→ **Consignes**:
A: Répondez aux questions suivantes sur l'extrait consacré à Quartier lointain :
(i) Entre quelles villes Hiroshi Nakahara prend-il le train ?
(ii) Dans quelle préfecture se trouve la ville de Kurayoshi ?
(iii) À quelle autre œuvre de Jiro Taniguchi Quartier lointain fait-il écho ?
B: Mettez s'il vous plaît en CSV à deux colonnes, « texte » et « réponse », les entrées allant de la ligne contenant "panel in the photo above." jusqu'à la fin des entrées, bornes incluses. Prévoyez une ligne CSV par entrée, avec chaque champ entre guillemets et les retours à la ligne remplacés par des espaces.

── Extrait source

Évoquer
sur ce blog l’une des oeuvres les plus connues de Jiro Taniguchi
apparaît certainement comme une facilité, mais une facilité que je
m’autorise pour une raison finalement assez simple, c’est le premier
manga grâce auquel j’ai découvert que la bande dessinée japonaise avait
autre chose à raconter que des histoires de robots et d’enfants dotés de
pouvoirs surhumains. Certes, j’avais auparavant lu Akira ou bien encore Mother Sarah, mais leurs thématiques restaient assez conventionnelles dans le paysage du manga, même si le ton était résolument différent. Quartier lointain a
été pour moi une véritable révélation, enfin le manga devenait adulte
et brassait des thématiques plus matures. Évidemment, cette réflexion
était surtout révélatrice de mon manque de connaissances de l’univers du
manga, dont la profusion et la richesse sont amorties par le filtre des
frontières ; malgré l’abondance, une partie infime de ce qui est publié
au Japon arrive en France. A tort ou à raison, Jiro Taniguchi m’est
toujours apparu comme un mangaka singulier, voire isolé, un artiste qui
prend le temps de créer et de penser, loin du rythme effréné de la
production actuelle, et après avoir exploré une bonne partie de sa
production traduite, j’avoue n’avoir quasiment jamais été déçu. Quant à Quartier lointain
c’est un peu ma madeleine de Proust en matière de manga, un livre que
je relis régulièrement avec toujours autant de plaisir. Et puis sait-on
jamais, il y a encore peut-être des internautes qui ne connaissent pas
Taniguchi, auquel cas je les envie de découvrir un auteur si rare et si
précieux.
Quartier lointain
est une oeuvre que l’on peut rattacher à la seconde phase de production
de Jiro Taniguchi, la plus personnelle et la plus intéressante sur le
plan thématique, elle fait d’ailleurs écho à une autre oeuvre maîtresse
de Jiro Taniguchi, Le journal de mon père.
On y sent poindre des éléments autobiographiques bien plus prégnants et
l’influence européenne atteint ici son paroxysme, à la fois dans le
dessin et dans la narration. Hiroshi Nakahara, quadragénaire fatigué et
légèrement dépressif, prend le train qui le ramène d’Osaka à Tokyo. Sur
le trajet il découvre qu’en réalité ce train le conduit tout droit vers
la ville de Kurayoshi, dans la préfecture de Tottori (région dans
laquelle Taniguchi a grandi et qui était déjà le décor du Journal de mon père),
une petite ville tranquille et sans histoire dans laquelle il a vécu
toute son enfance. Durant le trajet, le paysage évoque des souvenirs qui
resurgissent des profondeurs de sa mémoire et se mêlent au présent.

────
── Données d'entrée

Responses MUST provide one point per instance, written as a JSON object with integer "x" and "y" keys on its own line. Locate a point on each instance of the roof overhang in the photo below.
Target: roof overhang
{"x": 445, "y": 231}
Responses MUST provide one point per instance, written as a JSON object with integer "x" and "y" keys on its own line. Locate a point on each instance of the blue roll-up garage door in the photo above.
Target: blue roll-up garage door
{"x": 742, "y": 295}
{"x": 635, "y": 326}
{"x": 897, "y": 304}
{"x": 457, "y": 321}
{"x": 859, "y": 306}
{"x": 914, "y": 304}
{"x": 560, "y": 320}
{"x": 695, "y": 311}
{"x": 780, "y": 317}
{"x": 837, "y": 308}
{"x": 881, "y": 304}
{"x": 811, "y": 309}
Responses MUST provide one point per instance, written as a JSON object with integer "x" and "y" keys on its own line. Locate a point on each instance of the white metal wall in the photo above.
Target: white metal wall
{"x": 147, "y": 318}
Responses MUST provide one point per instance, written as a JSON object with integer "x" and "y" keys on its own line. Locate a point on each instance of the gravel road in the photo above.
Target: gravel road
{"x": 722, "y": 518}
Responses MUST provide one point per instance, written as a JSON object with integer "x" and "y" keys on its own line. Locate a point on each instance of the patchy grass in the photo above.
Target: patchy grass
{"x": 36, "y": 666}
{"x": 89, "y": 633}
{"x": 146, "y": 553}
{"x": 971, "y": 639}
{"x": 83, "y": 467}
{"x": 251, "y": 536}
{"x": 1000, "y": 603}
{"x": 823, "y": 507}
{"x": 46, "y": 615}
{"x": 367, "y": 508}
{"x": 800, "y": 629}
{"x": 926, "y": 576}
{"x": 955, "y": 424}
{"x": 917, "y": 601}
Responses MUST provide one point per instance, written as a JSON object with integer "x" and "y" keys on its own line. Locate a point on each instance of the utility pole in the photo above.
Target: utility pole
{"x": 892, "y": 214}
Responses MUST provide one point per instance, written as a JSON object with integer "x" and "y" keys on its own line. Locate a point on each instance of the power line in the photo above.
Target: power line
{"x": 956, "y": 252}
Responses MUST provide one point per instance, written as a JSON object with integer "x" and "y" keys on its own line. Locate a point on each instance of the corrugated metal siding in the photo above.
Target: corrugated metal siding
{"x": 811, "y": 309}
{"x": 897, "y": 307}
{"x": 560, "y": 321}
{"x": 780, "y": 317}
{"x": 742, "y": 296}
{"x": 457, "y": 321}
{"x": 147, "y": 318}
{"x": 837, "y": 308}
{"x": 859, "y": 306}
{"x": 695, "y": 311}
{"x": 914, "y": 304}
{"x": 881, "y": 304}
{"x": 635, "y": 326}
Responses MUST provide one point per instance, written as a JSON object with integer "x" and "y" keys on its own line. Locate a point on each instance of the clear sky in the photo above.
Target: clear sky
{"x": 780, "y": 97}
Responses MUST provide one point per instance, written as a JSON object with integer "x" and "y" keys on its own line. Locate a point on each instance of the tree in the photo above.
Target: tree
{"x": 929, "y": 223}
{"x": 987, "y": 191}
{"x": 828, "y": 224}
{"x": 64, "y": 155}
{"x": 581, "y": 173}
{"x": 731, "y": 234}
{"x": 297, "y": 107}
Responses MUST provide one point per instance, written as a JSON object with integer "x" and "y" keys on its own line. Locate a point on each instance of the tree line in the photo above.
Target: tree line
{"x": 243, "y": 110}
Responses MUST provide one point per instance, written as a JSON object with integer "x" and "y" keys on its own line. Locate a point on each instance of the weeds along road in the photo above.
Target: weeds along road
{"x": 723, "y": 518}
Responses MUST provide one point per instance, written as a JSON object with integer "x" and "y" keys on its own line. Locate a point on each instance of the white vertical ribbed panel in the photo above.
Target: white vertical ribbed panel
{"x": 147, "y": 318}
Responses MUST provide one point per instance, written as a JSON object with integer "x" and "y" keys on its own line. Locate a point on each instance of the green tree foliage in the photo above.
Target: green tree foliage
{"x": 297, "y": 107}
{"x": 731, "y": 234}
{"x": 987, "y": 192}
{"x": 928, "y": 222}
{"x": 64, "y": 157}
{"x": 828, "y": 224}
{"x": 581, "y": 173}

────

→ **Réponses attendues**:
A:
(i) D'Osaka à Tokyo.
(ii) Dans la préfecture de Tottori.
(iii) Le journal de mon père.

B:
texte,réponse
"Responses MUST provide one point per instance, written as a JSON object with integer ""x"" and ""y"" keys on its own line. Locate a point on each instance of the white vertical ribbed panel in the photo above. Target: white vertical ribbed panel","{""x"": 147, ""y"": 318}"
"Responses MUST provide one point per instance, written as a JSON object with integer ""x"" and ""y"" keys on its own line. Locate a point on each instance of the green tree foliage in the photo above. Target: green tree foliage","{""x"": 297, ""y"": 107} {""x"": 731, ""y"": 234} {""x"": 987, ""y"": 192} {""x"": 928, ""y"": 222} {""x"": 64, ""y"": 157} {""x"": 828, ""y"": 224} {""x"": 581, ""y"": 173}"